**Request:**
Rewrite the rows below with every occurrence of "Provide the position" changed to "Give the location", leaving all other text unchanged.

**Exercise input:**
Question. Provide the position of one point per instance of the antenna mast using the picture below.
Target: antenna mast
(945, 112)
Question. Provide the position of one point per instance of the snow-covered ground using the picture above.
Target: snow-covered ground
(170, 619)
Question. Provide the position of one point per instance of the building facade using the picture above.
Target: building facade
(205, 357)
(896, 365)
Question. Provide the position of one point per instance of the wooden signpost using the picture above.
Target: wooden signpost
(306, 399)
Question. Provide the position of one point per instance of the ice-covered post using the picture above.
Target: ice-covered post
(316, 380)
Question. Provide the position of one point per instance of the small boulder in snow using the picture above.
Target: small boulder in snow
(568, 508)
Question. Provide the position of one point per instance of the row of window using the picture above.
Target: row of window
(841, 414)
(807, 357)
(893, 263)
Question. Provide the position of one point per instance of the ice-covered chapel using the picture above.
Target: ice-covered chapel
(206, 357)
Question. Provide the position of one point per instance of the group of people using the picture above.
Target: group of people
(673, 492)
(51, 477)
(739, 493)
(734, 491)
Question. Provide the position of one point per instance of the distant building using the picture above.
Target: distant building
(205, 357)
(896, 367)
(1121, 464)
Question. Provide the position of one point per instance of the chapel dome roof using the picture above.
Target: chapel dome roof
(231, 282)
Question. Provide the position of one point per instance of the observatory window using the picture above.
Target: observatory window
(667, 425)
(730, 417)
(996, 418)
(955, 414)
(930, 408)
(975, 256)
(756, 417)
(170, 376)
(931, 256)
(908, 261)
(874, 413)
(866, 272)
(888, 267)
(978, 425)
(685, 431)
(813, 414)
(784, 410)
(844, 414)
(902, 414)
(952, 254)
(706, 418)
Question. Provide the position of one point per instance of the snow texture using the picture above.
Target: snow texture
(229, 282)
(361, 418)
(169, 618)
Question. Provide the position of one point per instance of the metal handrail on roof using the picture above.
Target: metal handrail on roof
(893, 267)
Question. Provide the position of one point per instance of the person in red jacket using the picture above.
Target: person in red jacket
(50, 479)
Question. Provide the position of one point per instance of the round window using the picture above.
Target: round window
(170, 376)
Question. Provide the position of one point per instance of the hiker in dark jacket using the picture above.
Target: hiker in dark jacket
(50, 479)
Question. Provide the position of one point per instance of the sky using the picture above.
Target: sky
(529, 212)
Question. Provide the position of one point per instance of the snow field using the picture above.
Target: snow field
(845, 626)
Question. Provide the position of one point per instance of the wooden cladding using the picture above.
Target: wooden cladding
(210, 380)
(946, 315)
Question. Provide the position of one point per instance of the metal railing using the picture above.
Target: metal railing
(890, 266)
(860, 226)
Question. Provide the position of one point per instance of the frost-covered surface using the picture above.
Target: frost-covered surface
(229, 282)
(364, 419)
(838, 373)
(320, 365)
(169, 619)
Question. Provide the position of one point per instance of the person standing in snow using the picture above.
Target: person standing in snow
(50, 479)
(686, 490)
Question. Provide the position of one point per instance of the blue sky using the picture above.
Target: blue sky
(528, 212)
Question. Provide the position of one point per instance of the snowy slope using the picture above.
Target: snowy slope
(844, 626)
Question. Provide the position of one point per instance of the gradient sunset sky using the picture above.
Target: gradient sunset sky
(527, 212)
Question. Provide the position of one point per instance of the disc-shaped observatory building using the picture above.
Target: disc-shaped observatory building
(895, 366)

**Result for this exercise:**
Question. Give the location of one point per instance of the antenna mast using the picture below.
Target: antenna mast
(945, 112)
Question. Give the location of one point per instance of the snow-covered ground using the picture above.
Target: snow-covered ground
(170, 619)
Question. Give the location of one point per instance of the building facade using the picture above.
Target: building facade
(205, 357)
(896, 365)
Question. Give the location of one point per instance of the wooden signpost using the picture above.
Target: wooden signpost
(306, 399)
Question. Give the location of one point per instance of the ice-covered post using the picture above.
Target: ice-covered post
(316, 380)
Question. Give the location of one point per instance of the small boulder in snow using the picture above.
Target: small boulder in snow
(568, 508)
Question. Give the location of one point per instance of the row of window using the picture above.
Target: row of window
(841, 414)
(807, 357)
(893, 263)
Question. Give the location of one point per instance of the ice-covered chapel using the picture above.
Target: ice-covered chapel
(206, 357)
Question. Give the location of one point per instance of the group of people using the picture above.
Target: group of people
(673, 492)
(51, 477)
(739, 493)
(734, 491)
Question. Give the location of one point per instance of the distant building using the picture above.
Target: distant building
(205, 357)
(896, 367)
(1121, 464)
Question. Give the location of one point per instance of the chapel dome roof using the picture above.
Target: chapel dome roof
(231, 282)
Question. Give the location of one point per instance of the observatory window using the picture above.
Target: observatory window
(667, 425)
(730, 417)
(996, 418)
(955, 414)
(930, 408)
(975, 256)
(756, 417)
(170, 376)
(931, 256)
(908, 261)
(874, 413)
(866, 272)
(888, 267)
(978, 425)
(685, 431)
(813, 414)
(784, 410)
(844, 414)
(902, 414)
(952, 254)
(706, 418)
Question. Give the location of one point per instance of the snow texture using the picture above.
Target: snow texture
(229, 282)
(361, 418)
(169, 618)
Question. Give the location of one point per instance of the metal handrail on roof using the picture above.
Target: metal handrail on roof
(893, 267)
Question. Give the location of one point per instance of the person in red jacket using the picture above.
Target: person in red jacket
(50, 479)
Question. Give the location of one point per instance of the round window using the picture above.
Target: round window
(170, 376)
Question. Give the location of one point per instance of the hiker in dark jacket using the picture above.
Target: hiker in dark jacket
(50, 479)
Question. Give the location of one point per instance of the sky using the picture above.
Target: sky
(529, 212)
Question. Give the location of one point per instance of the snow field using the picture above.
Target: snow field
(845, 626)
Question. Give the location of one point per instance of the wooden cladding using the picture above.
Target: wooden cladding
(210, 380)
(946, 315)
Question. Give the location of one point per instance of the metal railing using the picture above.
Target: metal railing
(890, 266)
(860, 226)
Question. Give the location of one point per instance of the frost-covered surface using the picture above.
Target: frost-covered surface
(229, 282)
(364, 419)
(838, 373)
(320, 365)
(169, 619)
Question. Give the location of one point per instance of the person standing in snow using the picture above.
Target: person standing in snow
(50, 479)
(686, 490)
Question. Give the location of one point per instance of the blue sky using the picture above.
Target: blue sky
(528, 212)
Question. Give the location of one point per instance of the snowy slope using the picture above.
Target: snowy slope
(844, 626)
Question. Give the location of one point per instance of the gradient sunset sky using the picture above.
Target: gradient sunset sky
(527, 212)
Question. Give the location of one point per instance of the disc-shaped observatory building using the picture above.
Target: disc-shaped observatory building
(895, 366)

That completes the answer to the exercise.